[START OF INPUT]

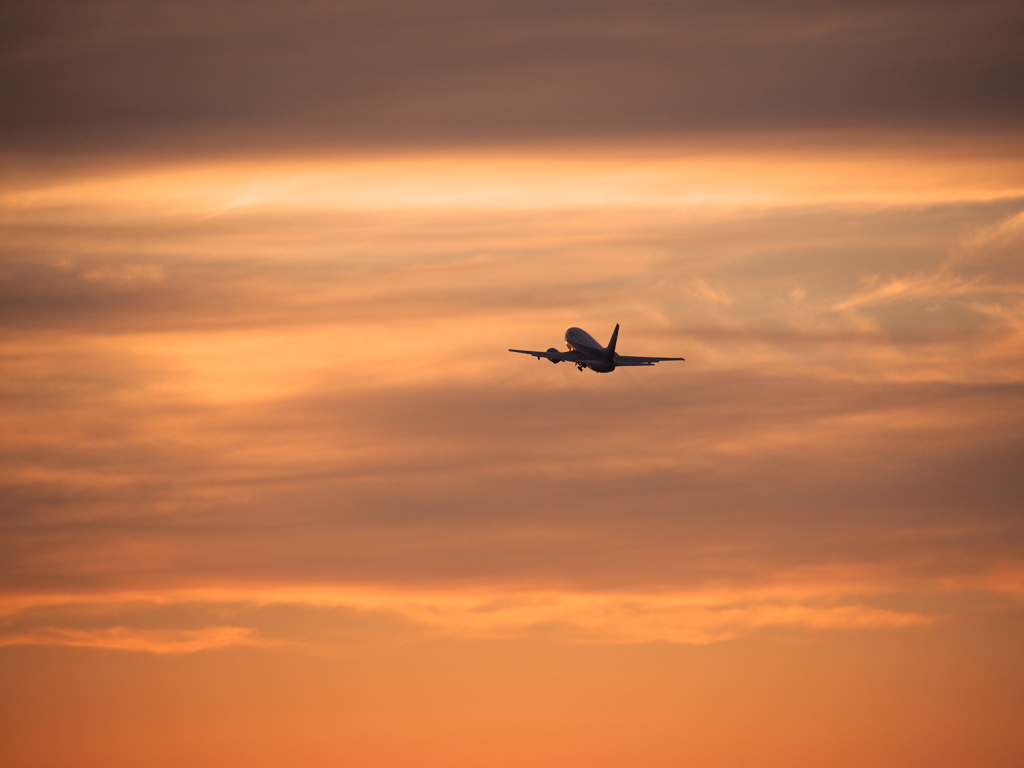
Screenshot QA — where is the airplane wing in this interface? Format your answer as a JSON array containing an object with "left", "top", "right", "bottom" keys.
[
  {"left": 615, "top": 354, "right": 686, "bottom": 368},
  {"left": 509, "top": 349, "right": 587, "bottom": 362}
]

[END OF INPUT]

=== GIVEN INSTRUCTION ===
Gather each line in the items above that contains the string "right", and copy those lines in full.

=== TASK SOLUTION ===
Screenshot QA — where is the airplane wing in this interface? Format your answer as a JSON array containing an object with "left", "top", "right", "bottom" keys.
  {"left": 615, "top": 354, "right": 686, "bottom": 368},
  {"left": 509, "top": 349, "right": 587, "bottom": 362}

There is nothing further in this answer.